» What is being asked:
Copy every item below word for word, omitting the pictures.

[Data records]
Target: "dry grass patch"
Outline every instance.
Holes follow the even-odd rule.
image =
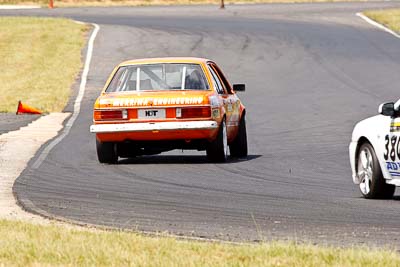
[[[400,266],[391,250],[229,245],[0,220],[5,266]]]
[[[400,9],[372,10],[364,14],[393,31],[400,32]]]
[[[67,19],[0,17],[0,112],[18,100],[62,111],[81,68],[87,26]]]
[[[364,0],[225,0],[225,4],[351,2]],[[48,0],[0,0],[0,4],[48,5]],[[152,5],[219,5],[220,0],[54,0],[55,7],[79,6],[152,6]]]

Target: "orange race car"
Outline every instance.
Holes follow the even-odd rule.
[[[97,156],[153,155],[173,149],[206,150],[213,162],[247,156],[246,110],[213,61],[152,58],[126,61],[112,72],[94,104]]]

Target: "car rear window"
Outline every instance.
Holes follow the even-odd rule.
[[[200,65],[163,63],[120,67],[106,92],[208,89]]]

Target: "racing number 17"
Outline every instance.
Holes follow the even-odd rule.
[[[400,138],[398,138],[396,135],[393,135],[390,138],[390,136],[387,134],[385,136],[385,153],[383,154],[383,157],[385,160],[388,160],[390,157],[392,161],[395,161],[396,155],[400,160]]]

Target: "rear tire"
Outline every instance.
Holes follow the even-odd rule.
[[[217,138],[207,147],[207,158],[211,162],[226,162],[228,159],[228,137],[225,120],[219,127]]]
[[[243,114],[239,123],[239,130],[235,140],[229,145],[230,155],[232,157],[243,158],[247,157],[247,131],[246,131],[246,118]]]
[[[393,198],[396,187],[387,184],[385,178],[383,178],[374,148],[370,143],[362,144],[358,150],[357,176],[361,181],[361,194],[365,198]]]
[[[116,144],[112,142],[100,142],[96,139],[97,158],[100,163],[115,164],[118,162]]]

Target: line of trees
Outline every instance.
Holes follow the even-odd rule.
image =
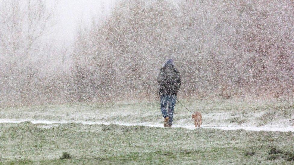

» Final result:
Target: "dry grass patch"
Outline every instance.
Holes follow the even-odd rule.
image =
[[[400,266],[391,250],[229,245],[0,220],[5,266]]]
[[[400,9],[372,10],[364,14],[393,31],[400,32]]]
[[[67,19],[0,17],[0,112],[18,100],[62,111],[81,68],[87,26]]]
[[[364,0],[225,0],[225,4],[351,2]],[[48,0],[0,0],[0,4],[48,5]],[[152,5],[219,5],[220,0],[54,0],[55,7],[79,6],[152,6]]]

Target: "orange race car"
Outline every instance.
Holes follow the even-odd rule.
[[[97,156],[153,155],[173,149],[206,150],[213,162],[247,156],[246,110],[213,61],[152,58],[126,61],[112,72],[94,104]]]

Target: "car rear window"
Outline every instance.
Holes follow the even-odd rule.
[[[200,65],[163,63],[120,67],[106,92],[208,89]]]

Target: "racing number 17"
Outline every instance.
Holes follow the even-odd rule.
[[[400,138],[398,138],[396,135],[393,135],[390,138],[390,136],[387,134],[385,136],[385,153],[383,154],[383,157],[385,160],[388,160],[390,157],[392,161],[395,161],[396,155],[400,160]]]

Target: "rear tire"
Outline every instance.
Holes follow the even-odd rule.
[[[217,138],[207,147],[207,158],[211,162],[226,162],[228,159],[228,137],[225,120],[219,127]]]
[[[243,114],[239,123],[239,130],[235,140],[229,145],[230,155],[232,157],[243,158],[247,157],[247,131],[246,131],[246,118]]]
[[[393,198],[396,187],[387,184],[385,178],[383,178],[374,148],[370,143],[362,144],[358,150],[357,176],[361,181],[361,194],[365,198]]]
[[[116,144],[112,142],[100,142],[96,139],[97,158],[100,163],[115,164],[118,162]]]

Target: line of trees
Outline every instance.
Holes follow the even-odd rule.
image =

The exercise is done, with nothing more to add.